__Text__
★ ★ ★ ★ ★

Dallas Austin has found success in the music biz by coupling his love of music with an understanding of the listener’s ear. His approach to writing and producing has yielded a number of Gold and Platinum records, Grammy awards, a production company and a record label. Such success has kept the Columbus, Ga., native in high demand during the past ten years.
Austin’s name has mainly been associated with the group TLC; he has produced and written hits on all three of the group’s multi-Platinum albums (sales of their latest effort, Fan Mail, at last count surpassed the 2 million mark). But he has also achieved similar success with such artists as Monica, JT Money, Deborah Cox, Boyz II Men and ABC. In addition, he has produced numerous other high-profile artists, including Michael Jackson, Madonna, Lenny Kravitz, Aretha Franklin and Brandy. Working with this impressive roster of clients, Austin has been able to match their strengths and signature styles with his own production and songwriting methods. When Mix caught up to Austin at his own D.A.R.P. Studios in Atlanta, he was in the midst of completing the latest project from Stevie Nicks.
How did you get your start in music?

★ ★ ★ ★ ★

__Objectives__
(1) In the profile of Dallas Austin, which city is given as his hometown?
(2) Carry on the profile of Dallas Austin from the point where it stops.

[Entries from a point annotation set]
★ ★ ★ ★ ★

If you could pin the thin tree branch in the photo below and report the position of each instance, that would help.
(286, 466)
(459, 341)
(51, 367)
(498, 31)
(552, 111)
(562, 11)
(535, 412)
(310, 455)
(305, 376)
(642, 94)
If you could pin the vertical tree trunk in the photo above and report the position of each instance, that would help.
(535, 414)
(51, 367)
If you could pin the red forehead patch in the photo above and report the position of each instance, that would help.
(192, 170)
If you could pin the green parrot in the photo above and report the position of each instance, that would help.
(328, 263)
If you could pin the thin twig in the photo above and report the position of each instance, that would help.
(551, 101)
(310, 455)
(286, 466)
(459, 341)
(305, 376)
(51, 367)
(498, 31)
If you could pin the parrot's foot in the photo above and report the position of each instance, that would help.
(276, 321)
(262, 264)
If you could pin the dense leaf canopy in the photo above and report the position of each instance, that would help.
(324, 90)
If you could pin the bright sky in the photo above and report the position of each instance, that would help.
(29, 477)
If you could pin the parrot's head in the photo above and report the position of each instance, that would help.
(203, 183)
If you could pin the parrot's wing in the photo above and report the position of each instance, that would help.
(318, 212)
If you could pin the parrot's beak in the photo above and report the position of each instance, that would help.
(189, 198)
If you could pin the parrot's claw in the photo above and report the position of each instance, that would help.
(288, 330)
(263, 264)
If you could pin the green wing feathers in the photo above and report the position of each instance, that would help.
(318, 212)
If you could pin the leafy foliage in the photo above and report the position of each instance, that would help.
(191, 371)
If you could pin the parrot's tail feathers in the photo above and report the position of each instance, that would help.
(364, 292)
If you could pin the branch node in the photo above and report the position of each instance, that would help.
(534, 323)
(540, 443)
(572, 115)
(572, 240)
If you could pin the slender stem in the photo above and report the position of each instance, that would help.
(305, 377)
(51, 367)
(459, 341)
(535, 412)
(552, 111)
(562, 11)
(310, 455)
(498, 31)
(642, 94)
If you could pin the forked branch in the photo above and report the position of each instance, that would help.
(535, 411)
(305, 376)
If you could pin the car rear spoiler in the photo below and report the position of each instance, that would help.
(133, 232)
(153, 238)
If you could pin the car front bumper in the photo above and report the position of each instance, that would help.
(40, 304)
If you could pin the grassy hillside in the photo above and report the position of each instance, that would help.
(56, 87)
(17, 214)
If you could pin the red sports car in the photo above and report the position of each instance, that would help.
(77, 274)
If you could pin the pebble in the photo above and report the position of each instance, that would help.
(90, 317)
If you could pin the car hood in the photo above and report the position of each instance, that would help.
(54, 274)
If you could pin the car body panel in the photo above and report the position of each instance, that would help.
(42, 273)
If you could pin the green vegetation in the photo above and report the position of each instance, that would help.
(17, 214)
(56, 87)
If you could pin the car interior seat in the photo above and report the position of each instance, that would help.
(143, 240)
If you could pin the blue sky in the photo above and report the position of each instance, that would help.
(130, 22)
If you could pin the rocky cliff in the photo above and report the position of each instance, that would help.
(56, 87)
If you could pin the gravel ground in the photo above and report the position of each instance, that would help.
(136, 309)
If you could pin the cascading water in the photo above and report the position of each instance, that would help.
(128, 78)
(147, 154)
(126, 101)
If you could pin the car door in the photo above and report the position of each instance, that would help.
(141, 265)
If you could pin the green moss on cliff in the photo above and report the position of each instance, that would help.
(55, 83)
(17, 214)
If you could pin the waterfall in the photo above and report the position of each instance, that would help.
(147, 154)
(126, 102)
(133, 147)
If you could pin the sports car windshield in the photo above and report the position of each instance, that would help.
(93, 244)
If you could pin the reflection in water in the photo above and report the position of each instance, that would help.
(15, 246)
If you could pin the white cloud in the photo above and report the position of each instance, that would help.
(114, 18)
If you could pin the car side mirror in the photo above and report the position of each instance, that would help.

★ ★ ★ ★ ★

__Responses per task__
(1) Columbus, Georgia.

(2)
My mom owned a nightclub in Columbus, Ga. [From the age of 2, I was] seeing bands going in and out of there playing, and my brothers and [everyone else] were already in bands. Down in Columbus, I would always play in Top 40 bands, in marching bands and all the bands in school. And then I moved to Atlanta when I was like 13 or 14. Because of my reputation in Columbus, people up here had already known me or knew of me, so I eventually started playing in bands and recording stuff to 4-track and trying to shop tapes, but there was nobody here really, except for people like Peabo Bryson and the SOS Band. Joyce Irby had moved here a little while after that, who at the time was in Klymaxx. She was signing people to her production company, and she had a couple of deals at Motown and I think Atlantic or somewhere, and at that point, I just started working on stuff for her Haven City J record with her, and Doug E. Fresh, and the Troop album, and I started trying to get stuff placed through the Motown system. I think that is when I really got connected with Gerald Busby.It sounds like at a very young age you knew music is what you wanted to do.
Oh, yeah. My stepdad played for James Brown for all these years, Jimmy Nolen did all the guitar parts. I would be out on the road with them sometimes, and I was just surrounded with music, period.
I read in ’92 you built your own studio. Why would you ever want to be a studio owner?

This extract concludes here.